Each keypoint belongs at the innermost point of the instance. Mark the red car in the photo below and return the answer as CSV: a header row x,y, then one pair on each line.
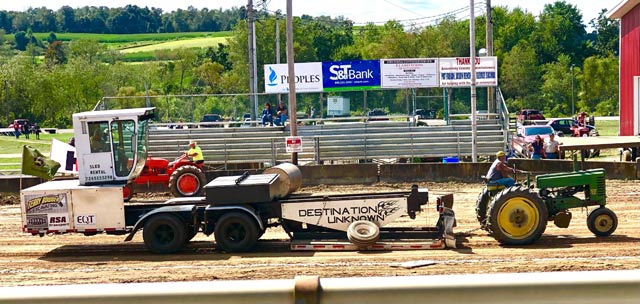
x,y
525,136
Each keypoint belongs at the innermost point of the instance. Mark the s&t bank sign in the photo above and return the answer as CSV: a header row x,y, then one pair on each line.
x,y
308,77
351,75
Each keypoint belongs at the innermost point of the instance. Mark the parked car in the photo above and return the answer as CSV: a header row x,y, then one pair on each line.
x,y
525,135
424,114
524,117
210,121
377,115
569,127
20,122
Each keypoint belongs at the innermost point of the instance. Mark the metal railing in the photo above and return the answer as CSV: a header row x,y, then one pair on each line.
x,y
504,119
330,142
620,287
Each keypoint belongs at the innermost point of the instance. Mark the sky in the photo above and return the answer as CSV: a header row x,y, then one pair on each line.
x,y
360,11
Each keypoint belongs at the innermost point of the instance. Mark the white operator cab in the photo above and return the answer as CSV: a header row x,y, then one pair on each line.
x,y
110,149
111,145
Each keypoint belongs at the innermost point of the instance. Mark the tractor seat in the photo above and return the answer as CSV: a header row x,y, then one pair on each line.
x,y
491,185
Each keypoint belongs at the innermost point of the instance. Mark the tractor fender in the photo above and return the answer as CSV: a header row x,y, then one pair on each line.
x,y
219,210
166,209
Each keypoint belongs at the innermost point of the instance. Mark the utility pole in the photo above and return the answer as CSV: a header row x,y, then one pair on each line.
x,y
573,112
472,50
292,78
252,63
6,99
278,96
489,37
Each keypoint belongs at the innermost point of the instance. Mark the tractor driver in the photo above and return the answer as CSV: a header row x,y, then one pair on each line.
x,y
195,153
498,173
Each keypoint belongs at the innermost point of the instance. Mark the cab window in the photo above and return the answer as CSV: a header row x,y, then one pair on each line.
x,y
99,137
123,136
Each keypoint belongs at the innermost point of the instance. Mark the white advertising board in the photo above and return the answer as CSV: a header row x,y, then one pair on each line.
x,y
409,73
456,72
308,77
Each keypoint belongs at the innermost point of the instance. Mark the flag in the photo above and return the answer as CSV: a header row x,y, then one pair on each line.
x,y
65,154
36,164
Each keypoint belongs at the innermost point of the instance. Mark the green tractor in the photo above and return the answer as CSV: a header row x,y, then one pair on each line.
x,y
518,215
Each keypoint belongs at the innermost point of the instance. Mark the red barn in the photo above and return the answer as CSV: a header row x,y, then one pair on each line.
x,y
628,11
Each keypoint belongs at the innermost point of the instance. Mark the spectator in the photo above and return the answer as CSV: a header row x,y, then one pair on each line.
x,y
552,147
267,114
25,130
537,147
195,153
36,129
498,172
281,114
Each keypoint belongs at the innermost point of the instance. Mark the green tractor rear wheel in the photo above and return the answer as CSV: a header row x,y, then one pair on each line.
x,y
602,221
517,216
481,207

**OBJECTIVE**
Rewrite every one of the lines above as a numbered list. Skip any blank lines, and leave the pictures out.

**EXERCISE ANSWER**
1. Each keypoint belongs at the innermost point of the instance. Mark the red car in the photo below and return the answer as CSV: a header row x,y, then one pair on each line.
2. x,y
3. 525,136
4. Each keypoint belongs at the innermost point of the instance. Mark the s&t bank sign in the photo above and return the answer as CSV: a header row x,y, then one pair on each line.
5. x,y
6. 308,77
7. 351,75
8. Each keypoint belongs at the innermost point of the instance. Mark the parked car in the photo above and return the answer as CSV: a header row x,y, then one pair on each line.
9. x,y
10. 525,135
11. 424,114
12. 524,117
13. 210,121
14. 377,115
15. 569,127
16. 20,122
17. Each keypoint belongs at the innermost point of the instance. Mark the metal railing in the photo above and return the answer as CSV: a header row x,y, then one pair on each line.
18. x,y
19. 504,119
20. 330,142
21. 620,287
22. Each keypoint belongs at the innermost point of the instance. Mark the sky in the photo above and return the answer as CSV: a header row x,y, then one pair on each line.
23. x,y
24. 360,11
25. Each keypoint belongs at the innermost point of the instance. Mark the white operator cab in the photo above and return the answer as CSV: a header row x,y, then one pair on each line.
26. x,y
27. 110,149
28. 111,145
29. Each keypoint belongs at the innermost point of the instance. Mark the tractor seat in the photo above and return the answer as CSV: a header row x,y, then one pair on each line.
30. x,y
31. 491,185
32. Each keypoint belongs at the innermost point of the instance. Mark the tractor fender in the photo above and return the answer as CSV: a header row x,y, then one pair on each line.
33. x,y
34. 219,210
35. 166,209
36. Each keypoint belongs at the innermost point of the instance. Mark the utility pole in the photo above and return the answer as CSV: a header row x,y, then one pair on each line.
37. x,y
38. 573,112
39. 472,50
40. 292,78
41. 252,63
42. 6,99
43. 278,96
44. 489,37
45. Each keypoint belongs at the innermost point of the instance. Mark the tractor driver in the photo above and return the answer as CSV: a header row x,y, then one pair on each line.
46. x,y
47. 195,153
48. 498,173
49. Each keypoint belongs at the innermost point of the instance. Mark the cab window in the photo above and return the answer as CSV: a header row x,y, then one pair on each line.
50. x,y
51. 99,137
52. 123,136
53. Each keypoint belongs at the innermost point of the instance. Mark the white advertising board in the photo above and return the answer as CSV: a header row x,y, then one pair on each line.
54. x,y
55. 409,73
56. 456,72
57. 308,77
58. Each keypoint belongs at the innermost point of the instance. Mark the flag in the photo above and return the answer as CSV: a header row x,y, then one pair on each line.
59. x,y
60. 65,154
61. 36,164
62. Each keypoint belongs at the innermost point of the instance. Mark the green tractor in the photo above and return the answer as CSV: a header row x,y, then one pair on each line.
63. x,y
64. 518,215
65. Each keypoint belongs at the innermost point of the instance. Mark the red barn in the photo above and return the answer as CSV: a header row x,y, then one pair on each line.
66. x,y
67. 628,11
68. Each keypoint belongs at the innermost point of the instance. Mark the spectator in the photo above and return the answer as CSV: a header row x,y, then one pair on each line.
69. x,y
70. 552,147
71. 267,114
72. 25,130
73. 537,147
74. 195,153
75. 36,129
76. 498,172
77. 281,114
78. Each keypoint belongs at the innermost point of the instance. Mark the green tractor rear wheel in the photo above and return the answer as CSV: a header row x,y, then one pair on each line.
79. x,y
80. 602,221
81. 517,216
82. 481,207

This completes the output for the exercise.